- TEXTE DE LA PAGE

Le sujet est grave. Un suicide, une guerre, un enterrement s'articulent, s'entrechoquent, se succèdent, se précèdent ou se bousculent dans la tête du personnage principal Joachim.

Pour être plus claire, Joachim est photographe de guerre. Il a vingt ans et part à Sarajevo pendant deux mois. Il garde très présent le suicide de sa soeur Viviane. Un drame pareil ne peut pas s'oublier. Quelques années plus tard il se rend à l'enterrement de son père. Il a quarante-cinq ans. le film de sa vie s'impose à lui. Des retours sur image, son enfance, ses manques, ses interprétations.

- DONNÉES
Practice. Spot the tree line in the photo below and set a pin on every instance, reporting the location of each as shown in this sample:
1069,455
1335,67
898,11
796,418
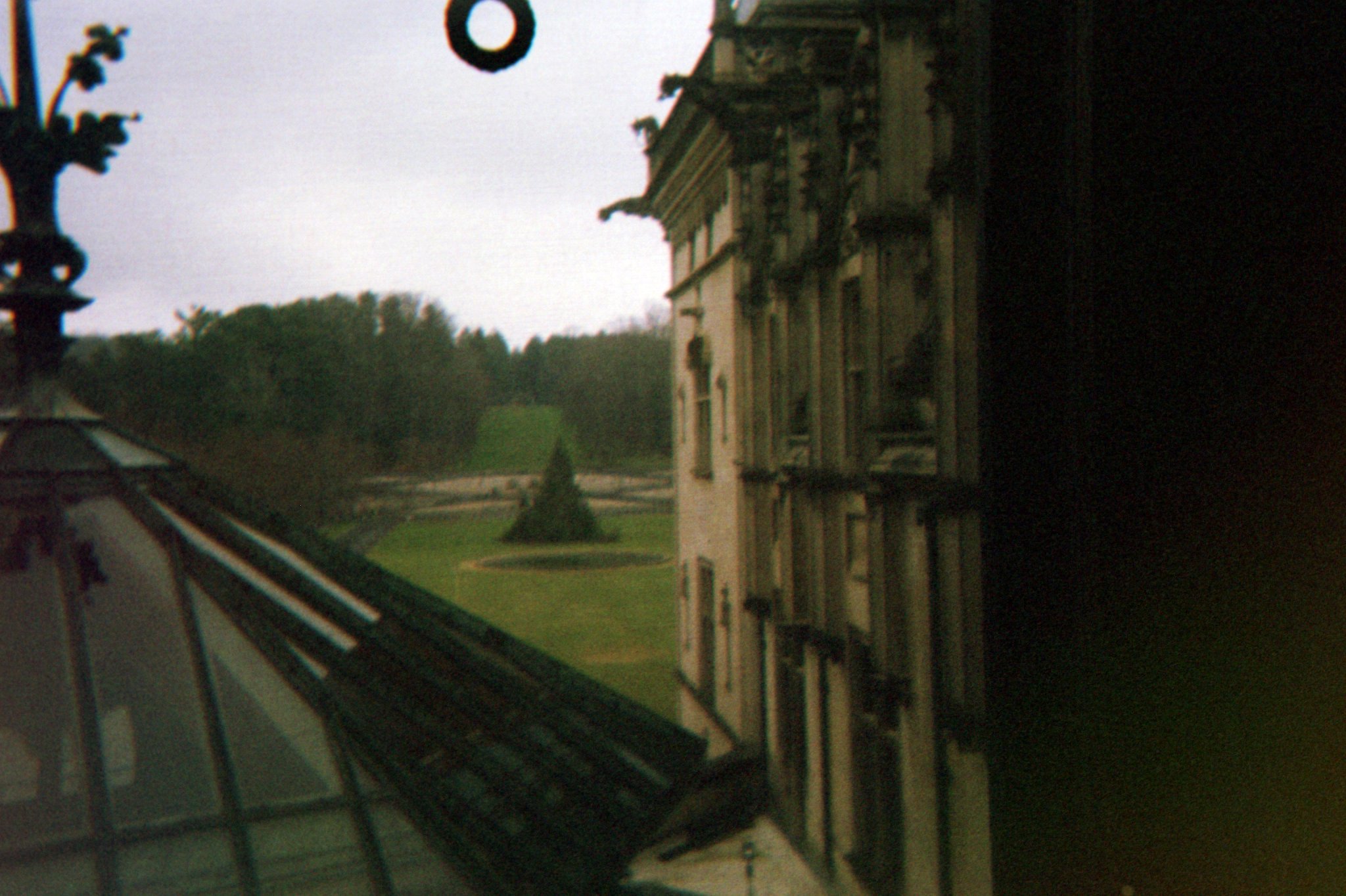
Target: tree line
295,404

- CONSIGNE
Quelle suite donneriez-vous au texte sur Joachim, le photographe de guerre, en reprenant juste après sa dernière phrase ?

- RÉPONSE AU PROBLÈME
En lisant ce livre j'ai tracé une courbe assez cohérente entre les points marqués par l'auteur. le coup de tonnerre lorsque Viviane s'est suicidée, les bombes entendues à Sarajevo et toujours cette caméra qui se ballade obstinément entre les souvenirs et la réalité, entre une enfance feutrée et pourtant construite sur « du mou » et la guerre si dure qui ne cache rien de son acharnement cruel et violent. J'ai vu peut-être un pont entre la disparition de Viviane, disparition volontaire, irrémédiable, laissant sa traîne de doutes et de culpabilité, et le métier de Joachim qui décide à vingt ans de photographier la guerre, de la fixer droit dans les yeux, d'immortaliser des images alors qu'il n'a rien vu du désarroi de sa soeur, rien vu de l'urgence de la situation. A t-il voulu réparer ?

L'écriture est poétique et sensible. Il est bien difficile d'explorer tant de sentiments forts, de passer son stylo sur tant de cicatrices à peine fermées sans avoir le talent d'émouvoir. Et j'ai souvent été émue !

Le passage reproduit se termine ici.